▶ **List of tasks**:
1: Repeat word for word the part of the article on UK travel businesses that begins at "His comments come" and stops after "six months’ hardship.".
2: Carry on the article on UK travel businesses from the point where it stops.

▶ **Selected text**:
■ ■ ■ ■ ■ ■ ■
That was the message from Aito chair Chris Rowles, who said UK government policy had made it impossible for many Aito operators and agents to trade.
“UK plc has closed a virtual door in our faces by setting up quarantine rules at short-notice while failing to take the simple, common sense step of enforcing testing at airports, despite many requests by airport authorities,” said Rowles.
His comments come following chancellor Rishi Sunak’s addendums to the new Job Support Scheme at the weekend, which will replace furlough at the end of the month.
Additional support will be rolled out to the hospitality sector due to new local lockdowns; however, Rowles said travel had once again been overlooked despite more than six months’ hardship.
“The plight of aviation is often mentioned, but tour operators and travel agents seem to have been forgotten, despite the best efforts of trade associations, including Aito," he said.
“European countries have offered the travel industry – airlines, tour operators and travel agents alike – a decent level of government support during the pandemic; just look at the massive €3 billion handed out to industry giant Tui by the German government.
“But the UK government policy has destroyed our businesses, making it impossible for us to trade. UK plc has given the public no confidence whatsoever to travel.
“Many of our members have carried just 5% of their normal client numbers this year, with little to no peak season business
“At the same time, they have been faced with blanket refunds, clearing out their bank accounts while having to struggle to keep staff on – unfurloughed – to be able to handle the huge number of enquiries and refunds in a responsible manner.”
Rowles said instead of government offering support, travel businesses had been encouraged to take out “enormous” support loans, with no way of generating cash to pay them back.
■ ■ ■ ■ ■ ■ ■
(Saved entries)

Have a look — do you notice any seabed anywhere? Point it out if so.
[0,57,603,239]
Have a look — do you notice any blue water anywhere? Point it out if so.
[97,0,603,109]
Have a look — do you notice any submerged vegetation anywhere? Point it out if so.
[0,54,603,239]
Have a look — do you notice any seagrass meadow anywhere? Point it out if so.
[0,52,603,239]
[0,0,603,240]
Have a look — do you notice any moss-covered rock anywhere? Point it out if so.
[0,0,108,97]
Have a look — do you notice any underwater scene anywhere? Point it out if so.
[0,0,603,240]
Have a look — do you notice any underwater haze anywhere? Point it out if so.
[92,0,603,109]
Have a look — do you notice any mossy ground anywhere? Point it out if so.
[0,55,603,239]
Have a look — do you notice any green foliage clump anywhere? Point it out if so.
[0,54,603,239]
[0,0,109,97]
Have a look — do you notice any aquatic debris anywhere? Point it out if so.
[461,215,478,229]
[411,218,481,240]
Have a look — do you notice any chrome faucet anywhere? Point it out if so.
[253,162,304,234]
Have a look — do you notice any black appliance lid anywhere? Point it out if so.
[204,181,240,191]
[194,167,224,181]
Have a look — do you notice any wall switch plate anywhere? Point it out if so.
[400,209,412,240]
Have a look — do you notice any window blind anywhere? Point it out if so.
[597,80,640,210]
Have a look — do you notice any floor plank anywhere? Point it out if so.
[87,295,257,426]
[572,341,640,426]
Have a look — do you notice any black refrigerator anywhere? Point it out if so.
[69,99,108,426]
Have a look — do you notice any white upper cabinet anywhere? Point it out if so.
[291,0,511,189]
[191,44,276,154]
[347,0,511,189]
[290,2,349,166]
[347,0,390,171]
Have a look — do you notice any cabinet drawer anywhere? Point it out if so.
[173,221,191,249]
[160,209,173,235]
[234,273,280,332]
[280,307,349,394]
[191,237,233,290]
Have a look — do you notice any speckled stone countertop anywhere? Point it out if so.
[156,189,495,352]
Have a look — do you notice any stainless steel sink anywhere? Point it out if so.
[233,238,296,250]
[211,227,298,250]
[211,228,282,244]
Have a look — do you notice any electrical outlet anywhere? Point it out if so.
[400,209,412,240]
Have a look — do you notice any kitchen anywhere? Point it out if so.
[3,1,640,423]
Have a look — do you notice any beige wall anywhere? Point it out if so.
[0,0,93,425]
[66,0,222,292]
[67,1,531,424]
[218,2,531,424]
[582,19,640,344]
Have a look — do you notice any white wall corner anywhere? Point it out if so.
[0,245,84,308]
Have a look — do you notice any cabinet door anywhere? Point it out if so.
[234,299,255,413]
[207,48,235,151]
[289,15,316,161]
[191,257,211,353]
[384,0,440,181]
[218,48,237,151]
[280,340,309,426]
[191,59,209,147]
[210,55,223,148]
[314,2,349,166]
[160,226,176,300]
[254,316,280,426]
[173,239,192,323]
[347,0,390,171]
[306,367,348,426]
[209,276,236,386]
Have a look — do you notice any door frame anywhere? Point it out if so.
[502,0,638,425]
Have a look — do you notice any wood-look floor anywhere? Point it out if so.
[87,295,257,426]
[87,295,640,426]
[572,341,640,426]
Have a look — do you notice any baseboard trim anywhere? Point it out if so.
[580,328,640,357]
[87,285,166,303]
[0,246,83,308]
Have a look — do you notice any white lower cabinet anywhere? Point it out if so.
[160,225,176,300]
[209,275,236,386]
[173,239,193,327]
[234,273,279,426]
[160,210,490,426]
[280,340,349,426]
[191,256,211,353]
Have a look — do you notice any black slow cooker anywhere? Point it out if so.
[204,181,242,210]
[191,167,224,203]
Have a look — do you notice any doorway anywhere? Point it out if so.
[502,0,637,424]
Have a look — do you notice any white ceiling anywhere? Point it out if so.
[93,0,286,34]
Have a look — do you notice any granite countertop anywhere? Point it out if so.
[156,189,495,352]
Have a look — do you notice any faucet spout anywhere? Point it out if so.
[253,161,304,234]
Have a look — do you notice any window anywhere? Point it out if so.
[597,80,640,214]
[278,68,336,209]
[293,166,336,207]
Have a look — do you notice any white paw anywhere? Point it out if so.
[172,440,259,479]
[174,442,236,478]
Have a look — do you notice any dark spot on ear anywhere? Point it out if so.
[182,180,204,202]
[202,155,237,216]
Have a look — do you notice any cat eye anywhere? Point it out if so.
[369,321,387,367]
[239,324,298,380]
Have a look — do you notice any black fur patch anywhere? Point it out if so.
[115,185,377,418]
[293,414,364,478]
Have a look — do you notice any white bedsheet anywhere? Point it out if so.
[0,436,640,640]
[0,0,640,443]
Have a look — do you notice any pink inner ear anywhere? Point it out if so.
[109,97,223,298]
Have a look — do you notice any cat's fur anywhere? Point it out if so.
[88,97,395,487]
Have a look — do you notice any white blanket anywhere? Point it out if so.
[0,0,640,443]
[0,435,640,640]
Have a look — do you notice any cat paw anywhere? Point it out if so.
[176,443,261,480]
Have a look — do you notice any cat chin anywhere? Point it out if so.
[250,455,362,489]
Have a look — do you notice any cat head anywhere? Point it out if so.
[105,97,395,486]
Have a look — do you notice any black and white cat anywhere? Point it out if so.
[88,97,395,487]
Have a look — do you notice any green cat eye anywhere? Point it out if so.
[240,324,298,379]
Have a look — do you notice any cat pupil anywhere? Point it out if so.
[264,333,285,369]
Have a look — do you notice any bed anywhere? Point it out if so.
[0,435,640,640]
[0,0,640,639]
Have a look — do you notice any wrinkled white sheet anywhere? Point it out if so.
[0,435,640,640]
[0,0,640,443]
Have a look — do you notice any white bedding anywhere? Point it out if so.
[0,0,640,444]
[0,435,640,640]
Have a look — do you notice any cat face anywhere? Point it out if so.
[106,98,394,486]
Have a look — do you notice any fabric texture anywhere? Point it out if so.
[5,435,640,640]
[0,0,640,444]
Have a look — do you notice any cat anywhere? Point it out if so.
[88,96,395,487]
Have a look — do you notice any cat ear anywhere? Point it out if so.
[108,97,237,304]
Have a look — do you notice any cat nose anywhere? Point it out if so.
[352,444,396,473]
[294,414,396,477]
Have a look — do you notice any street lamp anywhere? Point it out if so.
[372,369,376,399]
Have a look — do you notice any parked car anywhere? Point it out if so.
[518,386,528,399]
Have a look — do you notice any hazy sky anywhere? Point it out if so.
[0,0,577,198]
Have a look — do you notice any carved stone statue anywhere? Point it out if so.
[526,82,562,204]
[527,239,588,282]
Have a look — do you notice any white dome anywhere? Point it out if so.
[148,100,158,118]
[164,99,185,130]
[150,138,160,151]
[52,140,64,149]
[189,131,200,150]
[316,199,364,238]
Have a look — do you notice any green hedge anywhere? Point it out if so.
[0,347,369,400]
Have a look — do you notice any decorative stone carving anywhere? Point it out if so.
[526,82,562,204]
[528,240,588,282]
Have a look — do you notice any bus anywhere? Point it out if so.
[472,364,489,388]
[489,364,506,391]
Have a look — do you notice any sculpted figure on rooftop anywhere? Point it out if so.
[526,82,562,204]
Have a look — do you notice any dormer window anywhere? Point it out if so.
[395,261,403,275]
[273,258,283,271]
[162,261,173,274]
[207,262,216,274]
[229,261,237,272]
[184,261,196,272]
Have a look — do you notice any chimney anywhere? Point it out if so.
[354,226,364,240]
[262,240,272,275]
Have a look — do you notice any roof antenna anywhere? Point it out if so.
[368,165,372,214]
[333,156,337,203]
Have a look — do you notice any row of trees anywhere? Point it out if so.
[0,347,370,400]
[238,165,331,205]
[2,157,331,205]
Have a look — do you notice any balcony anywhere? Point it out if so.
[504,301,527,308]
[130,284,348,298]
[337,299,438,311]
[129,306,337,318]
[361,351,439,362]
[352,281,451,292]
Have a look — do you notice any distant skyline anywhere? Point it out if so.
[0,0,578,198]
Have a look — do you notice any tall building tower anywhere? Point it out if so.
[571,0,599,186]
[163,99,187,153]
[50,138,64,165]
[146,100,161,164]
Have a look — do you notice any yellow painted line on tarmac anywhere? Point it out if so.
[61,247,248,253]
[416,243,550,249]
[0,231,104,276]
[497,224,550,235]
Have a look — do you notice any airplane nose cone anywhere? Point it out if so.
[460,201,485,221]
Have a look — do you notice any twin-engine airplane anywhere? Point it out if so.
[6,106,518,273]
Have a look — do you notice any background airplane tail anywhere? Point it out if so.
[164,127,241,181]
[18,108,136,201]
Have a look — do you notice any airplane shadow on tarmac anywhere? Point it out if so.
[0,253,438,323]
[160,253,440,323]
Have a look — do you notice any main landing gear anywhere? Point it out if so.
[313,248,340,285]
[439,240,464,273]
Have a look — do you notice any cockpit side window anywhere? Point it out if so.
■ ■ ■ ■ ■ ■ ■
▶ **Numbered responses**:
1:
His comments come following chancellor Rishi Sunak’s addendums to the new Job Support Scheme at the weekend, which will replace furlough at the end of the month.
Additional support will be rolled out to the hospitality sector due to new local lockdowns; however, Rowles said travel had once again been overlooked despite more than six months’ hardship.

2:
“We are seen as expendable,” said Rowles. “Yet we delivered huge sums in tax to UK plc’s bottom line pre-Covid, and employed huge numbers of people in a formerly vibrant industry.
“It is, quite simply, soul-destroying – and the government is guaranteeing huge numbers of travel industry people will be on the dole, needing massive government support, as a direct result of its policy to ignore the travel industry’s pleas for financial help.”
Rowles said the government’s failure to step in would also deny people access to good-value, financially protected holidays put together by Aito operator and travel agent members if its lack of action on travel forced firms out of business.
He reiterated the sector’s calls for a dedicated minister for travel “with clout and an understanding of the travel industry” rather than dividing responsibility for the sector between several ministerial departments “with little to no idea of how travel and tourism works”.
“We are still waiting for refund credit notes post-30 September to be endorsed as having financial protection by the CAA after the fiasco earlier in the year when it took government two months to take such a simple but essential step, despite such protection already being enshrined in the Atol rule book,” said Rowles, adding this would further harm public confidence in travel.